[Start]

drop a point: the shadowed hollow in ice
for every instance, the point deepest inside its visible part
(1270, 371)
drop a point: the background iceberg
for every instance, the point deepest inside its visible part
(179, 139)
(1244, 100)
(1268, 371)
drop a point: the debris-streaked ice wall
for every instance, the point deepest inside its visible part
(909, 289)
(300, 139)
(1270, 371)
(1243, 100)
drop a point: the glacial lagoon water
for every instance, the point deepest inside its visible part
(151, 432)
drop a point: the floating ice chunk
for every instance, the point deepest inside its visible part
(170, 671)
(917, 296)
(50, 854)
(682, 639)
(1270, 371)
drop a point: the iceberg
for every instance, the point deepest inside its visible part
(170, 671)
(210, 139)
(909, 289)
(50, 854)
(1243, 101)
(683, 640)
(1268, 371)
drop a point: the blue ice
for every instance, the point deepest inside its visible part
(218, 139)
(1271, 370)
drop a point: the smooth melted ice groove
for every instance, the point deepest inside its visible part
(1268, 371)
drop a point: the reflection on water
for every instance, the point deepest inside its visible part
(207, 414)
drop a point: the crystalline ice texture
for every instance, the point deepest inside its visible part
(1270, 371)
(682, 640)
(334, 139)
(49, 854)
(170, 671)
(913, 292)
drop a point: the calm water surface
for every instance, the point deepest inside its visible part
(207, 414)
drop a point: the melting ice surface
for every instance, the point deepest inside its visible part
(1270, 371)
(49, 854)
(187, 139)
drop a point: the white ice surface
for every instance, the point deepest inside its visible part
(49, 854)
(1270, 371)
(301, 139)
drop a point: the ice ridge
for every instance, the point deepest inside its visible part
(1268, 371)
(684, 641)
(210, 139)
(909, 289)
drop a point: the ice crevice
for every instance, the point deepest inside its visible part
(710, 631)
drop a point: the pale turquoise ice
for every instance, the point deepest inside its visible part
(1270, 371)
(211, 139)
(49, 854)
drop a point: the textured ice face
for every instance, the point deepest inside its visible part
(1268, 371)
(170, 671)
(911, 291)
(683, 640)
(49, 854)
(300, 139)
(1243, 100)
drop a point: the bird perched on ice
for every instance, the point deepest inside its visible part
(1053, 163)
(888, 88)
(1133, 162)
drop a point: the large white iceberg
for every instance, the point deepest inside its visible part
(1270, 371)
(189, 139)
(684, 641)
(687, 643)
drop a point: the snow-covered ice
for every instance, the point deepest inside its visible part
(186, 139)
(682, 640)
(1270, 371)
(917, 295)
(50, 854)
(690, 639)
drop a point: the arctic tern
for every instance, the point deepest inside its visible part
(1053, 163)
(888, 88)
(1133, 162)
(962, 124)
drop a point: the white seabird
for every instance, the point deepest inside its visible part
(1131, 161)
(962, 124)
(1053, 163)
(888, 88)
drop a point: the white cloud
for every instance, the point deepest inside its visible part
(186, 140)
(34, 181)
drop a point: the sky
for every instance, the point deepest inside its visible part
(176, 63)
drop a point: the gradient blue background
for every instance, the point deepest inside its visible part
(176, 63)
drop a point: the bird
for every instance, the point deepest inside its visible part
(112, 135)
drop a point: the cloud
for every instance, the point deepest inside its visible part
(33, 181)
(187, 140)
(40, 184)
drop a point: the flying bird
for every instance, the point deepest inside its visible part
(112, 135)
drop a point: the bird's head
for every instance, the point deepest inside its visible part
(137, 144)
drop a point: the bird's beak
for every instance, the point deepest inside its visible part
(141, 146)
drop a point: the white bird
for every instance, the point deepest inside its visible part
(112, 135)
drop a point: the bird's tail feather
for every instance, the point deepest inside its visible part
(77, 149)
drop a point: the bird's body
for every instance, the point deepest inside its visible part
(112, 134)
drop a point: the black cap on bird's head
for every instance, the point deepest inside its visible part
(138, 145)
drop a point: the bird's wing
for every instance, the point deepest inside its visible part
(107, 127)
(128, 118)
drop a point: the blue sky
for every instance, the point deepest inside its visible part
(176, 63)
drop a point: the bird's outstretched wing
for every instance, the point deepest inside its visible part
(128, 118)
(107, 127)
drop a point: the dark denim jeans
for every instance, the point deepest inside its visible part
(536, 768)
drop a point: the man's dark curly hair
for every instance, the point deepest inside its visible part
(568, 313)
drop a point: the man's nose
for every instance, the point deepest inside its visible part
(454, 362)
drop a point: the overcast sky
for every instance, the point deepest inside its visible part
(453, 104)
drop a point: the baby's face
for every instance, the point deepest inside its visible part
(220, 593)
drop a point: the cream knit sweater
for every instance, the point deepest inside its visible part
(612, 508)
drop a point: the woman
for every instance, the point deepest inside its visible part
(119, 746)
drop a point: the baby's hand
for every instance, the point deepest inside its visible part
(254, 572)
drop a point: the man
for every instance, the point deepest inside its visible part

[End]

(SET TASK) Reproduce each record shown above without altering a single word.

(RESULT OF THIS TASK)
drop a point: the shadowed hollow in ice
for every instance, the point deepest inside its visible part
(1270, 371)
drop a point: the background iceberg
for every instance, the point deepest inside its visible part
(179, 139)
(1244, 100)
(1268, 371)
drop a point: the debris-streaked ice wall
for every instance, the point deepest inside its visible part
(909, 289)
(300, 139)
(1270, 371)
(1243, 100)
drop a point: the glacial lagoon water
for every instance, the point deepest inside its visible part
(151, 432)
drop a point: the floating ice chunk
for every instance, the point deepest inside its visible part
(170, 671)
(917, 296)
(50, 854)
(682, 639)
(1270, 371)
drop a point: the iceberg
for every instance, the point deepest inside its visible part
(170, 671)
(210, 139)
(909, 289)
(50, 854)
(1243, 101)
(683, 640)
(1268, 371)
drop a point: the blue ice
for every instance, the point deepest inside its visible part
(218, 139)
(1271, 370)
drop a point: the smooth melted ice groove
for every instance, the point deepest inside its visible part
(1268, 371)
drop a point: the reflection on water
for every instance, the point deepest inside its visible part
(207, 414)
drop a point: the crystalline ice texture
for every instance, the point deepest inside its visible part
(1270, 371)
(682, 640)
(334, 139)
(49, 854)
(170, 671)
(913, 292)
drop a point: the calm water surface
for every instance, the point deepest inside its visible part
(207, 414)
drop a point: the melting ice surface
for every instance, the point deepest inside its visible part
(1270, 371)
(49, 854)
(187, 139)
drop a point: the white ice surface
for every instance, the point deepest inside its visible part
(49, 854)
(1270, 371)
(301, 139)
drop a point: the ice ridge
for every instance, the point deepest inside its visible part
(1268, 371)
(684, 641)
(210, 139)
(909, 289)
drop a point: the ice crevice
for every instance, the point deepest inside its visible part
(710, 631)
drop a point: the pale turquoise ice
for every instance, the point deepest inside its visible part
(1270, 371)
(211, 139)
(49, 854)
drop a point: the textured ice face
for every instance, the point deepest inside its visible part
(1268, 371)
(170, 671)
(911, 291)
(683, 640)
(49, 854)
(300, 139)
(1243, 100)
drop a point: the bird perched on ice
for every instance, the point deepest inside its visible part
(1053, 163)
(888, 88)
(1133, 162)
drop a point: the large white iceberg
for every instance, the point deepest inside its visible part
(1270, 371)
(189, 139)
(684, 641)
(687, 643)
drop a point: the snow-covered ice
for every instance, the point deepest inside its visible part
(186, 139)
(682, 640)
(1270, 371)
(917, 295)
(50, 854)
(690, 639)
drop a point: the arctic tern
for every instance, the point deepest inside its visible part
(1053, 163)
(888, 88)
(1133, 162)
(962, 124)
drop a point: the white seabird
for every instance, the point deepest inside its visible part
(1131, 161)
(962, 124)
(1053, 163)
(888, 88)
drop a point: the white cloud
for every instance, the point deepest inside its visible part
(186, 140)
(34, 181)
drop a point: the sky
for every instance, the point deepest inside its visible part
(176, 63)
drop a point: the gradient blue background
for every instance, the point deepest inside its visible part
(176, 63)
drop a point: the bird
for every instance, the point deepest inside its visible part
(112, 135)
drop a point: the cloud
for every instance, the point deepest inside its visible part
(33, 181)
(187, 140)
(40, 184)
drop a point: the flying bird
for every instance, the point deepest inside its visible part
(112, 135)
drop a point: the bird's head
for every instance, the point deepest inside its visible part
(137, 144)
drop a point: the bird's beak
for every instance, the point deepest inside its visible part
(141, 146)
drop a point: the white bird
for every instance, the point deepest inside its visible part
(112, 135)
drop a point: the bird's tail feather
for every instance, the point deepest inside its visible part
(77, 149)
drop a point: the bird's body
for every instance, the point deepest inside its visible part
(112, 134)
drop a point: the black cap on bird's head
for every instance, the point deepest inside its visible part
(138, 145)
drop a point: the bird's wing
for every instance, the point deepest inside its visible part
(107, 127)
(128, 118)
drop a point: the blue sky
for every instance, the point deepest inside its visible part
(176, 63)
drop a point: the bird's outstretched wing
for every instance, the point deepest inside its visible part
(128, 118)
(107, 127)
drop a point: the dark denim jeans
for every instance, the point deepest inside its visible part
(536, 768)
drop a point: the man's dark curly hair
for every instance, the point deepest inside its visible part
(568, 313)
drop a point: the man's nose
for every instance, the point deepest inside its visible part
(454, 362)
drop a point: the overcast sky
for every instance, the point deepest inside its visible part
(453, 104)
drop a point: the baby's face
for every instance, the point deepest inside its visible part
(220, 593)
drop a point: the cream knit sweater
for every instance, the point deepest inside its visible part
(612, 508)
drop a point: the woman
for every instance, the point deepest inside its visible part
(119, 746)
drop a point: the baby's hand
for every instance, the point deepest inside its visible part
(254, 572)
drop a point: the man
for every instance, the point deepest inside its visible part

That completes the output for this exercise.